**Exercise requirements**. Reproduce each entry exactly as written.

[Natural language region descriptions]
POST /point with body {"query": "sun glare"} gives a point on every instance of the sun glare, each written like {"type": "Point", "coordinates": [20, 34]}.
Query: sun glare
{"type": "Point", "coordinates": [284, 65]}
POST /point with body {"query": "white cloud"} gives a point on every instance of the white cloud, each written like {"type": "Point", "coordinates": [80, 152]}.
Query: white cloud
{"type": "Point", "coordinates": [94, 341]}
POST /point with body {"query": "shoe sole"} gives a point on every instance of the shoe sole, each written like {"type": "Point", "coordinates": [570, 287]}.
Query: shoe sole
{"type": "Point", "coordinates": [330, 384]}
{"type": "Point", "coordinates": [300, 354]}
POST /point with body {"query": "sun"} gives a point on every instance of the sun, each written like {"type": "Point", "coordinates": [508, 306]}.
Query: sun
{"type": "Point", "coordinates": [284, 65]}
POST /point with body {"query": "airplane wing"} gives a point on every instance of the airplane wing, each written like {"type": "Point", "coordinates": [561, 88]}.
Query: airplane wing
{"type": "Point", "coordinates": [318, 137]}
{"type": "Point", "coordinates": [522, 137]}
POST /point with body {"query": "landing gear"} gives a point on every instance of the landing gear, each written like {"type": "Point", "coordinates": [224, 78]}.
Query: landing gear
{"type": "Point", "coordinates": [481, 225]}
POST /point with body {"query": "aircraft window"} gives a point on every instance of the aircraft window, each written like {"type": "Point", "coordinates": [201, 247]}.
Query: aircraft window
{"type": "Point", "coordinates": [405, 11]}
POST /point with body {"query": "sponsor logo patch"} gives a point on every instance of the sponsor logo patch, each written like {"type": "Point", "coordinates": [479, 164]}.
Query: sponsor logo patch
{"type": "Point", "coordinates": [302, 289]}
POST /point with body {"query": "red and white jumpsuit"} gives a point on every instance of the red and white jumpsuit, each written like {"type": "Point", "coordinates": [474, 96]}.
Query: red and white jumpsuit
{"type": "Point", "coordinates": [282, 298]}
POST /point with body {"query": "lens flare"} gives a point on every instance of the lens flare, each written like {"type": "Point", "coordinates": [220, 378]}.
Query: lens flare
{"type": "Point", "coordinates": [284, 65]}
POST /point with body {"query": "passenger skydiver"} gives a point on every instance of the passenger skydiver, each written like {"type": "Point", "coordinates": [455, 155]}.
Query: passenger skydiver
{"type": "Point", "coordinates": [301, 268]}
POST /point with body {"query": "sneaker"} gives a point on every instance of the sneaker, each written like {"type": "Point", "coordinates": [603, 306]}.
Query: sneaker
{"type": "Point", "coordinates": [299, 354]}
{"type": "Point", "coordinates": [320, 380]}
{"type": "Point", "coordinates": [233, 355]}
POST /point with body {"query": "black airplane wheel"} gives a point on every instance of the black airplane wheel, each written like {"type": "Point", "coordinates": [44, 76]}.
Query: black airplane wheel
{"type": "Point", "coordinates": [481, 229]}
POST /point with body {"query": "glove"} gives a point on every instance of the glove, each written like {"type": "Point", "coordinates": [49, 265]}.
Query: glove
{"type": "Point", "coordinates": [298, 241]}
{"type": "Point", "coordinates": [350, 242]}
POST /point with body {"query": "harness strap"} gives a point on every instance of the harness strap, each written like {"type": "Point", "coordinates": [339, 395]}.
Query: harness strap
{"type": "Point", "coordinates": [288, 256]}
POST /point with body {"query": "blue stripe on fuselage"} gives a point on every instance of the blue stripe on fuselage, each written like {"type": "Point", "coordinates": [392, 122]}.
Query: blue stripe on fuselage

**Reply**.
POST /point with body {"query": "sun glare"} gives a point on every instance of the sun glare, each written like {"type": "Point", "coordinates": [20, 34]}.
Query: sun glare
{"type": "Point", "coordinates": [284, 65]}
POST /point with body {"query": "white cloud"} gives a point on every instance of the white cloud, each written like {"type": "Point", "coordinates": [80, 152]}.
Query: white cloud
{"type": "Point", "coordinates": [94, 341]}
POST /point with body {"query": "shoe sole"} gives a point on every instance of the shoe sole, each written like {"type": "Point", "coordinates": [570, 287]}.
Query: shoe sole
{"type": "Point", "coordinates": [330, 384]}
{"type": "Point", "coordinates": [300, 354]}
POST /point with body {"query": "sun"} gives a point on every instance of the sun, each written like {"type": "Point", "coordinates": [508, 306]}.
Query: sun
{"type": "Point", "coordinates": [284, 65]}
POST /point with body {"query": "airplane wing"} gives a point on every instance of the airplane wing, each written like {"type": "Point", "coordinates": [561, 88]}.
Query: airplane wing
{"type": "Point", "coordinates": [318, 137]}
{"type": "Point", "coordinates": [522, 137]}
POST /point with body {"query": "landing gear"} gives a point on every instance of the landing gear, each written like {"type": "Point", "coordinates": [224, 78]}.
Query: landing gear
{"type": "Point", "coordinates": [481, 225]}
POST /point with body {"query": "aircraft window"} gives a point on every instance of the aircraft window, each written like {"type": "Point", "coordinates": [201, 247]}.
Query: aircraft window
{"type": "Point", "coordinates": [405, 11]}
POST /point with body {"query": "sponsor logo patch"} gives a point on every instance of the sponsor logo patch, each written like {"type": "Point", "coordinates": [479, 164]}.
Query: sponsor logo patch
{"type": "Point", "coordinates": [302, 289]}
POST /point with body {"query": "red and white jumpsuit"} gives a point on every instance of the red and white jumpsuit, each written like {"type": "Point", "coordinates": [474, 96]}.
Query: red and white jumpsuit
{"type": "Point", "coordinates": [282, 298]}
POST /point with body {"query": "lens flare"} gives a point on every instance of the lens flare, each written like {"type": "Point", "coordinates": [220, 378]}.
Query: lens flare
{"type": "Point", "coordinates": [284, 65]}
POST /point with body {"query": "passenger skydiver"} gives a point on every instance of the passenger skydiver, each written like {"type": "Point", "coordinates": [455, 155]}.
Query: passenger skydiver
{"type": "Point", "coordinates": [301, 268]}
POST /point with body {"query": "sneaker"} gives a point on every instance of the sneaker, each written like {"type": "Point", "coordinates": [603, 306]}.
Query: sneaker
{"type": "Point", "coordinates": [299, 354]}
{"type": "Point", "coordinates": [320, 380]}
{"type": "Point", "coordinates": [233, 355]}
POST /point with body {"query": "black airplane wheel"} gives a point on every instance of the black airplane wheel, each written like {"type": "Point", "coordinates": [44, 76]}.
Query: black airplane wheel
{"type": "Point", "coordinates": [481, 229]}
POST /point with body {"query": "glove"} gives a point on every instance of the glove, each written like {"type": "Point", "coordinates": [49, 265]}.
Query: glove
{"type": "Point", "coordinates": [298, 241]}
{"type": "Point", "coordinates": [350, 242]}
POST /point with body {"query": "harness strap"} gives a point on every instance of the harness strap, each written like {"type": "Point", "coordinates": [339, 395]}.
Query: harness strap
{"type": "Point", "coordinates": [288, 256]}
POST /point with body {"query": "blue stripe on fuselage"} gives a point on every instance of the blue stripe on fuselage, each written like {"type": "Point", "coordinates": [392, 122]}.
Query: blue stripe on fuselage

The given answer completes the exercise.